Start Items

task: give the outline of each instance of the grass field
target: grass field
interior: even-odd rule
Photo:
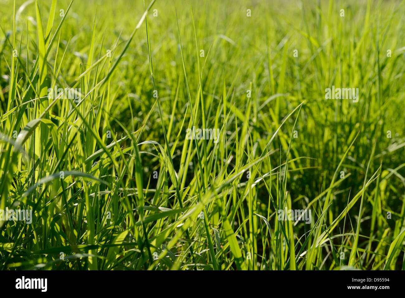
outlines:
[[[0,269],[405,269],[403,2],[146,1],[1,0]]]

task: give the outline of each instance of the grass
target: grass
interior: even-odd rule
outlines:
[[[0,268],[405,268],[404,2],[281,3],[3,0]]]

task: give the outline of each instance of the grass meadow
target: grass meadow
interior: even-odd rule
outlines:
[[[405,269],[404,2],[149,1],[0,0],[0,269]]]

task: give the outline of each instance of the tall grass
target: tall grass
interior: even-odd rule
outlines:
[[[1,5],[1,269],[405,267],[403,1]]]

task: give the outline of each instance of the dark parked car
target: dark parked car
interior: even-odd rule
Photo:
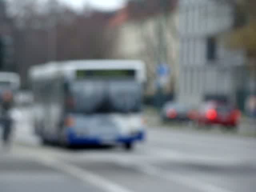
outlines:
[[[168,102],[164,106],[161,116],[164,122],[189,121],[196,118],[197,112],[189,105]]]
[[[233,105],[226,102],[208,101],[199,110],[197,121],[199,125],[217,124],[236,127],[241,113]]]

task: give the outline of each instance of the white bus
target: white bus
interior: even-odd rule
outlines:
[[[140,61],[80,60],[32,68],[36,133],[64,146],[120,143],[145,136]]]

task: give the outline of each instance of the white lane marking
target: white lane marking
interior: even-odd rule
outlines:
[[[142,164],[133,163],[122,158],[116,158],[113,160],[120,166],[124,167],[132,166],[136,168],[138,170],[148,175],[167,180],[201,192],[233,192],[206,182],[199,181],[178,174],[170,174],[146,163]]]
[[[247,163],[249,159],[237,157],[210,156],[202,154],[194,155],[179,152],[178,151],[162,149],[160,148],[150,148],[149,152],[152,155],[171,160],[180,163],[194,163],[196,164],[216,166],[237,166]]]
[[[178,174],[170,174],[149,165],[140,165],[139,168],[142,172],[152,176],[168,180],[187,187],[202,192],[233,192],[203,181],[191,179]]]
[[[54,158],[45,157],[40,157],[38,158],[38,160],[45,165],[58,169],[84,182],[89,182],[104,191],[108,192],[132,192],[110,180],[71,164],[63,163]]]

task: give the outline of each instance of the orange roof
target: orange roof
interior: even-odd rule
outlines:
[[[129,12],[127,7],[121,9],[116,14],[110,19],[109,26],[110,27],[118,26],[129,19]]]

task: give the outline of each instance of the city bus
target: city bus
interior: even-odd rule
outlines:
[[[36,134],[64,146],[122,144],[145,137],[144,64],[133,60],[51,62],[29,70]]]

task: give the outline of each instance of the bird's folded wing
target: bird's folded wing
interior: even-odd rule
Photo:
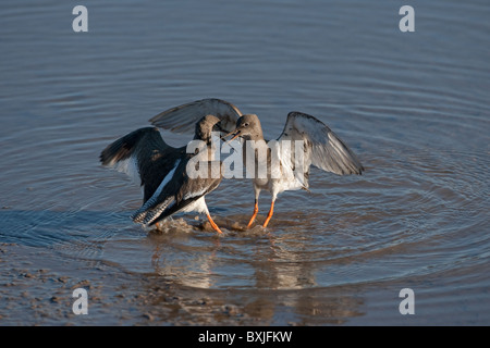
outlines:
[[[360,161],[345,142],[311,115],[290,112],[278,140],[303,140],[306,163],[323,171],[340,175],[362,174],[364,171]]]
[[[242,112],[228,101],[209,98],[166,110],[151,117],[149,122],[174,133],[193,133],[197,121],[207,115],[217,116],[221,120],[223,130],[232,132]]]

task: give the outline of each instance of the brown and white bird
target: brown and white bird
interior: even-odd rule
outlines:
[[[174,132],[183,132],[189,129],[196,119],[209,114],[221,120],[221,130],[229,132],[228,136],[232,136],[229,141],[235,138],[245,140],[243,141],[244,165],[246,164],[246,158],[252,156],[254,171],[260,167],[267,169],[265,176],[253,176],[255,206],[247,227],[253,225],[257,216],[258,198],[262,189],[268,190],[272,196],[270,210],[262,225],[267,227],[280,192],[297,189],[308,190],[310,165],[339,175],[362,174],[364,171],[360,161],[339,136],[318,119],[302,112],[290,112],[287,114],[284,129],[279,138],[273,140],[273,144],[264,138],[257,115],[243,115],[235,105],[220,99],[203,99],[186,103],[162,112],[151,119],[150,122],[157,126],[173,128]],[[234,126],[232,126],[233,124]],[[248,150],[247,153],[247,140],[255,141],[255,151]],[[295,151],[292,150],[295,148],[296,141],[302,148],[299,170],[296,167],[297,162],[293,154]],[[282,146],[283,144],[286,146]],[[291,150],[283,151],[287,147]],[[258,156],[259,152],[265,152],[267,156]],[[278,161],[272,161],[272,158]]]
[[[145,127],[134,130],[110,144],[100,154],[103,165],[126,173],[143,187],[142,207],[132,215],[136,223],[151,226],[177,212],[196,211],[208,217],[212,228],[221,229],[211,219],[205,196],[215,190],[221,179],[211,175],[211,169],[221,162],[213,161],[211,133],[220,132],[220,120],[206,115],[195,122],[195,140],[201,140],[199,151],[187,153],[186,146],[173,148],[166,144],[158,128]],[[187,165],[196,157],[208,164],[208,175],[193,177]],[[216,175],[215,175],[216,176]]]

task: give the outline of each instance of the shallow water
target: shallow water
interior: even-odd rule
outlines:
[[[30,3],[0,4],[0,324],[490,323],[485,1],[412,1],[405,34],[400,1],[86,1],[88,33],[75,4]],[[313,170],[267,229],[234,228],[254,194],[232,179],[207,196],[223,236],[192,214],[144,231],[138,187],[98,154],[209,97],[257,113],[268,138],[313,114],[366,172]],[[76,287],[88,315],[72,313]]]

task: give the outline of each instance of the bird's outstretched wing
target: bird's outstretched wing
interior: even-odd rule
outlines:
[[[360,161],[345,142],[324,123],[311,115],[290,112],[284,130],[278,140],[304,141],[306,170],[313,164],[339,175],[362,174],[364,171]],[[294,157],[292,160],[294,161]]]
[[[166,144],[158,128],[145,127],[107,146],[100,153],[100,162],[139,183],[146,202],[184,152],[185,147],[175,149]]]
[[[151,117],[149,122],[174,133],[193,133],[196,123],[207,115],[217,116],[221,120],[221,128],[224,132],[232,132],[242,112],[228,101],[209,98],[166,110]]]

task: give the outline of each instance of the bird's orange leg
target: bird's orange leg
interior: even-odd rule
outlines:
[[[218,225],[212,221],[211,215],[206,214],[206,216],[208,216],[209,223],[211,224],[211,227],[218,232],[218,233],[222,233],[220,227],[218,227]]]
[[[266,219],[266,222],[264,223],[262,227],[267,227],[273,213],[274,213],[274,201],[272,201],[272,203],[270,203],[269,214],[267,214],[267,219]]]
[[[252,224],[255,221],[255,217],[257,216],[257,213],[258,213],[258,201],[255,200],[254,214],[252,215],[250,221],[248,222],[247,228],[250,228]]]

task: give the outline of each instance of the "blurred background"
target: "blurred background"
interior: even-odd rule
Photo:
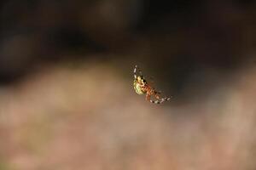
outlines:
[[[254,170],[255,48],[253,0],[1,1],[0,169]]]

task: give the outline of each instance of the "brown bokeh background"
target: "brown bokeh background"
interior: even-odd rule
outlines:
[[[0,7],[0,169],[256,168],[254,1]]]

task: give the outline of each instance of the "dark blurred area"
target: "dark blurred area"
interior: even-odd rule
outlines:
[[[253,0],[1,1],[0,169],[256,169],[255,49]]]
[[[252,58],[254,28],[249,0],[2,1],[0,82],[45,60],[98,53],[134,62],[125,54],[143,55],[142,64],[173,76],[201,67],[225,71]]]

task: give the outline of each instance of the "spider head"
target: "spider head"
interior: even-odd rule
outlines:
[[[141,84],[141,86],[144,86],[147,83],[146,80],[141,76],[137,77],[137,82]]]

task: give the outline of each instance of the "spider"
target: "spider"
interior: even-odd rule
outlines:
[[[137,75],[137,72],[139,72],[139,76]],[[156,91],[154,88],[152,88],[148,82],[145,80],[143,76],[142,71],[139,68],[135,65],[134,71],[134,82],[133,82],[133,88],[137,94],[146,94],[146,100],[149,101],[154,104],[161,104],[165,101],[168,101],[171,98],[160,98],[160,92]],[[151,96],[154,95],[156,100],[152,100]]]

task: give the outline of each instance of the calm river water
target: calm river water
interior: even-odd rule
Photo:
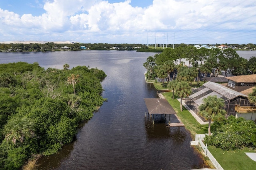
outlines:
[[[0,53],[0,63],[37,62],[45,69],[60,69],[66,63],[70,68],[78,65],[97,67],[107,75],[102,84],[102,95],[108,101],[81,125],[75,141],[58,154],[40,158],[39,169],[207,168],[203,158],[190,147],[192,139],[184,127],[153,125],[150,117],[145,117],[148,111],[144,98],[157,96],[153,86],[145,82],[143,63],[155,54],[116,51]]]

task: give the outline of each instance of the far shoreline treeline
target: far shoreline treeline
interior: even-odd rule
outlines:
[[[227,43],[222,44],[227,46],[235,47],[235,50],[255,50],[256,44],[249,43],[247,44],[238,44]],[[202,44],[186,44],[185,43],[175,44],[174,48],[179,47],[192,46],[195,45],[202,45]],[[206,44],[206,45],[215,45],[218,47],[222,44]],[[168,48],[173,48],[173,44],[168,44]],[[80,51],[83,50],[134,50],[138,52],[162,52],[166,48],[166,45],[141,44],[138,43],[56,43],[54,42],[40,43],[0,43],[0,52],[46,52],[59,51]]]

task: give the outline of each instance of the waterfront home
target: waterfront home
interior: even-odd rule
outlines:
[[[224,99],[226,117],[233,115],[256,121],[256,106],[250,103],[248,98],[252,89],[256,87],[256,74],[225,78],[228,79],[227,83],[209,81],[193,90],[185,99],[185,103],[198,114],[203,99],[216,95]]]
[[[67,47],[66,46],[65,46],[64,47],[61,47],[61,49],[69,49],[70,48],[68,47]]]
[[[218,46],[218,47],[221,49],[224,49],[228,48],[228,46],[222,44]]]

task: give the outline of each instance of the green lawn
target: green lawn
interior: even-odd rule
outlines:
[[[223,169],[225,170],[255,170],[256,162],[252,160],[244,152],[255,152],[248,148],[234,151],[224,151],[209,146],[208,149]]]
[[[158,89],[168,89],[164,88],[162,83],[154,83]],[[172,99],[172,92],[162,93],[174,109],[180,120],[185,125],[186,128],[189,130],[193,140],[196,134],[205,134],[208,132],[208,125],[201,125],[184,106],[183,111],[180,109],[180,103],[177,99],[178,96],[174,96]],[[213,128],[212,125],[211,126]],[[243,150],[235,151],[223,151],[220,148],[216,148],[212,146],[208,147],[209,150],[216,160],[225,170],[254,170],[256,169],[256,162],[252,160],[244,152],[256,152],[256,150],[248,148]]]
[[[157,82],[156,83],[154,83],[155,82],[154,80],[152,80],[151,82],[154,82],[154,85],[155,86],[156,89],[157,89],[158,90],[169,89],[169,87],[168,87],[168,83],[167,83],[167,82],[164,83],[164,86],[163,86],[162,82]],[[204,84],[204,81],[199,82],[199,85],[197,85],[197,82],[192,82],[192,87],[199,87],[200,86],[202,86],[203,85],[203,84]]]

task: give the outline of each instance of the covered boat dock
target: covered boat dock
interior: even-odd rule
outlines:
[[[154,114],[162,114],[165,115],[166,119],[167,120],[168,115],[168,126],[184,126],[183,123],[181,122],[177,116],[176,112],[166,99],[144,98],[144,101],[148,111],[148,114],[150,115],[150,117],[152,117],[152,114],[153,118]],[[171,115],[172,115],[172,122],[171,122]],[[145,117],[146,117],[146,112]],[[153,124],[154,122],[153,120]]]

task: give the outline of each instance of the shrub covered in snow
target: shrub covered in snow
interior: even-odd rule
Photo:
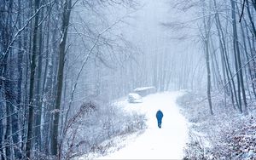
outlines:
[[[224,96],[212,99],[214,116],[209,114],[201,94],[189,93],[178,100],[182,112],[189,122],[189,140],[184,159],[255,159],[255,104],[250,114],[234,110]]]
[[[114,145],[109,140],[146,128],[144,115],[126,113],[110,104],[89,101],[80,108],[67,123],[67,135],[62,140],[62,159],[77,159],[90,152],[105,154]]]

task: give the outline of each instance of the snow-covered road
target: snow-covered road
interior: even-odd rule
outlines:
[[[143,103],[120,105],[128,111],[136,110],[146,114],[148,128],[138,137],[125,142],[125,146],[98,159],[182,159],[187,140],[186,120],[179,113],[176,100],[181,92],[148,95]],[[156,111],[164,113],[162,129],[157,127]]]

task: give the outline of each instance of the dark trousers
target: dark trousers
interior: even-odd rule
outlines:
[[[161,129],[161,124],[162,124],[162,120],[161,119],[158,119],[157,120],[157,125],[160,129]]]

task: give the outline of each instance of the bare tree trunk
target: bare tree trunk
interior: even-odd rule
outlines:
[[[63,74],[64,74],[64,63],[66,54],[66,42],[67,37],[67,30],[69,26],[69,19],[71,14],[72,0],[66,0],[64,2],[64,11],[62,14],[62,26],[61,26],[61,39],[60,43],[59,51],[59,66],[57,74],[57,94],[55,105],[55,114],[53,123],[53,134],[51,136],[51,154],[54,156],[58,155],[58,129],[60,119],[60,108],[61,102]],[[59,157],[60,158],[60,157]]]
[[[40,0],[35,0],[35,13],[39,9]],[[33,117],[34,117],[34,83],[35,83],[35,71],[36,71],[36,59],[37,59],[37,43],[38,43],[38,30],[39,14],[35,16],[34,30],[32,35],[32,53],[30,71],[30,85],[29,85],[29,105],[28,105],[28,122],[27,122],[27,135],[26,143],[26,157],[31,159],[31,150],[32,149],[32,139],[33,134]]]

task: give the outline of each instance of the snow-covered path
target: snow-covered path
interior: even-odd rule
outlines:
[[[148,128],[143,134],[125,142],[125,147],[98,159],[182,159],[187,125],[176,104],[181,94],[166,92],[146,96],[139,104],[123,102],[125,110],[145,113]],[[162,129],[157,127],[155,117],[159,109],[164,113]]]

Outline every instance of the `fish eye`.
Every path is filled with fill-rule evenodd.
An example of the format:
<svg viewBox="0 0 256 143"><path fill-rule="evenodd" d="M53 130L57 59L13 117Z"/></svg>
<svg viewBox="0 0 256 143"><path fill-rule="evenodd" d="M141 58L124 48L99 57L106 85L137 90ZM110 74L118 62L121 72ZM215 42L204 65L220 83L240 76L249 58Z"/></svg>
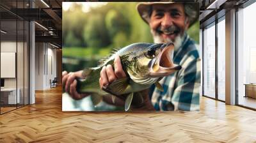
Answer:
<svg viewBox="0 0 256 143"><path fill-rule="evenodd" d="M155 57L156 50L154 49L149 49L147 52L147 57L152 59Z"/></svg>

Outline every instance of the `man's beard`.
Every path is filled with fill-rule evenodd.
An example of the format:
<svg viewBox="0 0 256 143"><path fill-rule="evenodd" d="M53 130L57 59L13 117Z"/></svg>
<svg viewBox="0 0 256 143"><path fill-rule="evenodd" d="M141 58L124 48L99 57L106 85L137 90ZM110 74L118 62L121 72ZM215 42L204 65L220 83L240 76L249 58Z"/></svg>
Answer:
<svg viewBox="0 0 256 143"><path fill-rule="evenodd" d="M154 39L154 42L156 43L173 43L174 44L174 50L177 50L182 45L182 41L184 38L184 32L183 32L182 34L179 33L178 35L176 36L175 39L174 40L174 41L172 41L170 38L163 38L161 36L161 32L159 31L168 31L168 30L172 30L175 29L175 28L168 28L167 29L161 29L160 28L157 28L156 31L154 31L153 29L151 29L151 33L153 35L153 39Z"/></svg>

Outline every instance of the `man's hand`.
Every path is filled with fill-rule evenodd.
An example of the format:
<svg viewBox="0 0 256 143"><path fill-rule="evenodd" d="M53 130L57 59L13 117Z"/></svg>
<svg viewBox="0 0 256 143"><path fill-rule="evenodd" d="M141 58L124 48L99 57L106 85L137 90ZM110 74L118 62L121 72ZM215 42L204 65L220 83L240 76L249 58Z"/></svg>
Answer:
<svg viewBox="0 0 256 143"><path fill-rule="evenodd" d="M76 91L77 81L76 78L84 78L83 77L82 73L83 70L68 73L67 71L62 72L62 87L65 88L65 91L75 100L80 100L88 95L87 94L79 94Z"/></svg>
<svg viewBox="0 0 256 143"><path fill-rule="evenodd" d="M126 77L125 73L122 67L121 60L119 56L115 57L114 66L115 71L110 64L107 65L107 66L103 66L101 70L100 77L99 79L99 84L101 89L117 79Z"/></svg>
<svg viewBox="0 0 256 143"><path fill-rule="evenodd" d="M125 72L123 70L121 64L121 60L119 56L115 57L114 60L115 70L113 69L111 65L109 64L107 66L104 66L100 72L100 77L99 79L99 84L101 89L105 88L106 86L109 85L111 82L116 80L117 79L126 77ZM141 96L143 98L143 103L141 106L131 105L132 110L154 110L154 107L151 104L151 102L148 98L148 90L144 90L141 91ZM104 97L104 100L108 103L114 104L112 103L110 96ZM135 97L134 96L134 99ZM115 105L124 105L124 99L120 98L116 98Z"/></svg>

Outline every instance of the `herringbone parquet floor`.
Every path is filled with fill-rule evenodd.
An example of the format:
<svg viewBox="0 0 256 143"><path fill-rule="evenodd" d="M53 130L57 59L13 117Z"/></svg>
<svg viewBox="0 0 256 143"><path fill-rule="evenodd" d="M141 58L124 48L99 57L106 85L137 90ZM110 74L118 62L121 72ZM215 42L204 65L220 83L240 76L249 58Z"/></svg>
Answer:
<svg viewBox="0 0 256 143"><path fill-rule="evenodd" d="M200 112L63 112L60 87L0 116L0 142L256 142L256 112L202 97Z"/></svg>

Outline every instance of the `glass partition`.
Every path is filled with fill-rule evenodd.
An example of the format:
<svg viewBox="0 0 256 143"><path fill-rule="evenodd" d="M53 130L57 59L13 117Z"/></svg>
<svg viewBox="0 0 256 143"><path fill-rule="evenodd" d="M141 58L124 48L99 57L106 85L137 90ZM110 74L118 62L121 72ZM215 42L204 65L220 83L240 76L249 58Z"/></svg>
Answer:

End Items

> To do
Rewrite the material from its first line through the line that contains "[[[0,268],[405,268],[404,2],[281,3],[3,0]]]", changing each "interior" to "fill region" and keeping everything else the same. Leave the pictures out of your answer.

> Output for this task
task: give the outline of each instance of the grass field
target: grass field
fill region: even-odd rule
Photo:
outlines:
[[[0,269],[405,269],[403,2],[146,1],[1,0]]]

task: give the outline of each instance of the grass
target: grass
fill region: even-odd rule
outlines:
[[[0,268],[405,268],[404,2],[281,3],[3,0]]]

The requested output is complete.